──────── Records provided
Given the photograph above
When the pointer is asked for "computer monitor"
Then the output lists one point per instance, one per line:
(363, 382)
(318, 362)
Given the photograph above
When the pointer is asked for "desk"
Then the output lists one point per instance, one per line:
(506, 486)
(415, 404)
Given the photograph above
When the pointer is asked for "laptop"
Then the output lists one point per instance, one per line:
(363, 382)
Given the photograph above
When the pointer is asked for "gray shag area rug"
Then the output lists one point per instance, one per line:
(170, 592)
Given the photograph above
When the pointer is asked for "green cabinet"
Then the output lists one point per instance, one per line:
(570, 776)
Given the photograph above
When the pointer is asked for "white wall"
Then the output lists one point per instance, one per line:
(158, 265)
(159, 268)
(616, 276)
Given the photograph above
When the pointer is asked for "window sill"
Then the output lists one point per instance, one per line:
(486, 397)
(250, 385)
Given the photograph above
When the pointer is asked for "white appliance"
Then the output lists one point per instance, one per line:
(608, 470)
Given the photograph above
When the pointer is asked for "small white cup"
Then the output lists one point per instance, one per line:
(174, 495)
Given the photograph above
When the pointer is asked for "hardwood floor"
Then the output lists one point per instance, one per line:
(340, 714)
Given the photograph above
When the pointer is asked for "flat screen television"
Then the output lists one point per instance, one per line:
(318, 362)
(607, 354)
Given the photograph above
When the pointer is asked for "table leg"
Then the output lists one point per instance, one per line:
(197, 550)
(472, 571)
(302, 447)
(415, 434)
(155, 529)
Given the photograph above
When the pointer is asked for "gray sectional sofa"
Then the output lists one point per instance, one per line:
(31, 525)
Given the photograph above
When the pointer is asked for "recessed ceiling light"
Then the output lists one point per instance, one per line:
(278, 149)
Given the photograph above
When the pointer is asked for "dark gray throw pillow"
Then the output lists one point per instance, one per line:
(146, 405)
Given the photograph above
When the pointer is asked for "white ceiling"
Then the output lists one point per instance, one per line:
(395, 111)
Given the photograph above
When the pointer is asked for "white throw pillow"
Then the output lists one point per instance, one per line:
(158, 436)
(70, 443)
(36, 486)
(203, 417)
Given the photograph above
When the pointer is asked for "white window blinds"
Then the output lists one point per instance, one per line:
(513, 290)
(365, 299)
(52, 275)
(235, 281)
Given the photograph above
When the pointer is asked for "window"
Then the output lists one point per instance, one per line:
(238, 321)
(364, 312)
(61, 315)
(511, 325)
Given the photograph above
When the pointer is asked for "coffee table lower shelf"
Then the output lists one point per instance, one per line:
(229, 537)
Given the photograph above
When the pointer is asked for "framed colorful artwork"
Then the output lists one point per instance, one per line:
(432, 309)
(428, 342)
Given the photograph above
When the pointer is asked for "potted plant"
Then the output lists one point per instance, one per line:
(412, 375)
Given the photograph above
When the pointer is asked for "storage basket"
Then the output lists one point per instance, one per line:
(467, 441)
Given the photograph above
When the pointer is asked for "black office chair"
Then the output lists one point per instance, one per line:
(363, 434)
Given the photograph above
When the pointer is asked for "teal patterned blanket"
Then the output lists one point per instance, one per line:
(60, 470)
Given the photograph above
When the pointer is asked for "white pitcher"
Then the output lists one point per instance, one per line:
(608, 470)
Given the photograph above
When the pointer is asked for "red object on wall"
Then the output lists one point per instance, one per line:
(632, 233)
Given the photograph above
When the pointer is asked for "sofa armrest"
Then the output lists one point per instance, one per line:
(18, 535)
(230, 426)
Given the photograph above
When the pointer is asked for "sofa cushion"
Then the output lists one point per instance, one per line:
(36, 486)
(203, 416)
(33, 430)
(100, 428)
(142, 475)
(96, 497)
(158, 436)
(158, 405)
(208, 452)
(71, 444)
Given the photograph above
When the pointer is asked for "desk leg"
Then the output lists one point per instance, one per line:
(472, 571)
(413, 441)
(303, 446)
────────────────
──────── Records provided
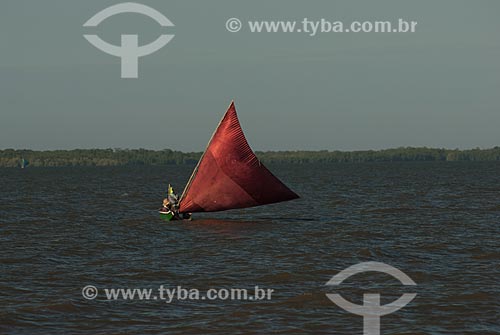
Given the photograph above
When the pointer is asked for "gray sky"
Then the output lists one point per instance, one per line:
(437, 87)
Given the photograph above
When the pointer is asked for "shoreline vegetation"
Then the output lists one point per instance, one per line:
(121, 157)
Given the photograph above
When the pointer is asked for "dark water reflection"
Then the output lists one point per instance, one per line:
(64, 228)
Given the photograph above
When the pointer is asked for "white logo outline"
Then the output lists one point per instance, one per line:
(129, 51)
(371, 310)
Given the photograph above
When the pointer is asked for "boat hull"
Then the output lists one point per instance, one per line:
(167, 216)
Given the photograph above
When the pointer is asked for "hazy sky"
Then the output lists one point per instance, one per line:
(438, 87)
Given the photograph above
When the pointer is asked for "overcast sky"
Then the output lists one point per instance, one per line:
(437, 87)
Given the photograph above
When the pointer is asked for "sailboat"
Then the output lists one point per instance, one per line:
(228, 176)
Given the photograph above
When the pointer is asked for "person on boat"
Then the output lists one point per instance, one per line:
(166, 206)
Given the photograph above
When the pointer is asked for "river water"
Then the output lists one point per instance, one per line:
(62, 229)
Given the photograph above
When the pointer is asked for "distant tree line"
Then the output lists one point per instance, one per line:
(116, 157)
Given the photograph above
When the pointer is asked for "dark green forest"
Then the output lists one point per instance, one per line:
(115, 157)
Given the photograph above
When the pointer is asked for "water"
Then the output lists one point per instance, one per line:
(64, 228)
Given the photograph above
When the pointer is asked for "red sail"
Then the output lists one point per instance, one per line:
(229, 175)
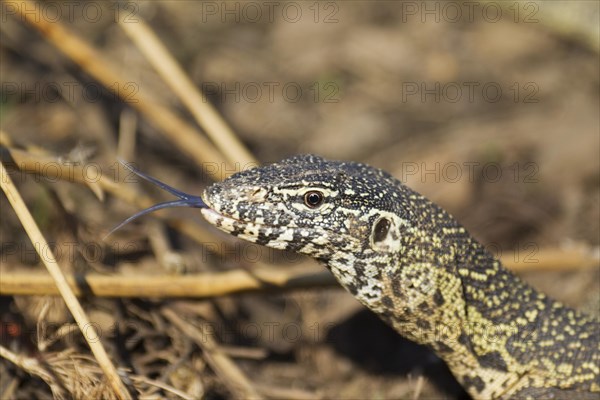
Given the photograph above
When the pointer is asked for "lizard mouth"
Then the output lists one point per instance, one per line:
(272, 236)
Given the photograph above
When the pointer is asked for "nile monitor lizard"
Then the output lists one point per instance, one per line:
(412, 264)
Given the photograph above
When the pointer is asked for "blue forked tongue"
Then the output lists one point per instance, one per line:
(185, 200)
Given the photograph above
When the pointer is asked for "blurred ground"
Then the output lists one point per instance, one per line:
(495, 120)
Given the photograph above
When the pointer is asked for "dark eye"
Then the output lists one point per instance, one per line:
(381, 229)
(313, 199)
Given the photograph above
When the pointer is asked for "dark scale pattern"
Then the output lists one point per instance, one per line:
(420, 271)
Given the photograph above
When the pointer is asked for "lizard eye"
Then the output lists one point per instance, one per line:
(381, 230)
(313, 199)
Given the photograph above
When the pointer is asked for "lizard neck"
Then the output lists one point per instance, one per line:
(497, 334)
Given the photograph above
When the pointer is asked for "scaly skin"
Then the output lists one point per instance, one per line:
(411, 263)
────────────────
──────── Records provided
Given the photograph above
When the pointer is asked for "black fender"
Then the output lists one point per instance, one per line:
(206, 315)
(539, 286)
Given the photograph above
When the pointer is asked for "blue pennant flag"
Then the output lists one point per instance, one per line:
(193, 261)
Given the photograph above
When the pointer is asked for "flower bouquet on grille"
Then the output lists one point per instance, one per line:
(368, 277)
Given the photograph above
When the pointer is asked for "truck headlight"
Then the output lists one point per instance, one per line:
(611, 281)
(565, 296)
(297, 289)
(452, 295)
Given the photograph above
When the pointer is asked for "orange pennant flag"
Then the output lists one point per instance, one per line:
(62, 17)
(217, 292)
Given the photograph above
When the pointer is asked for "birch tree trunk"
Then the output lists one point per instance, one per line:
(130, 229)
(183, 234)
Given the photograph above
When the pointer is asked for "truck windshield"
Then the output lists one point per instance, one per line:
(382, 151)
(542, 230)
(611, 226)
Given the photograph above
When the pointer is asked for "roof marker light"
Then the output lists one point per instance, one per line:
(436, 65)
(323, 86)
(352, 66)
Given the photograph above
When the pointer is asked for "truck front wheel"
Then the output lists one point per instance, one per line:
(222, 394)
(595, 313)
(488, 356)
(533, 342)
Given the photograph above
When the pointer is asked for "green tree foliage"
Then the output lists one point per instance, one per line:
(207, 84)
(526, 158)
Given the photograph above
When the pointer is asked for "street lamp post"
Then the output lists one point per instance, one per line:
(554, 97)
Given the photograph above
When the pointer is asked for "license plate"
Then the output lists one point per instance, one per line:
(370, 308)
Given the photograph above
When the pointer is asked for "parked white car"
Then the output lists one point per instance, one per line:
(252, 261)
────────────────
• _What you will do_
Within the entries above, find the string "truck" and return each line that holds it.

• _Expected output_
When the pointer is asked for "truck headlight"
When the pointer is asked for "truck windshield"
When the pointer is asked for "truck front wheel"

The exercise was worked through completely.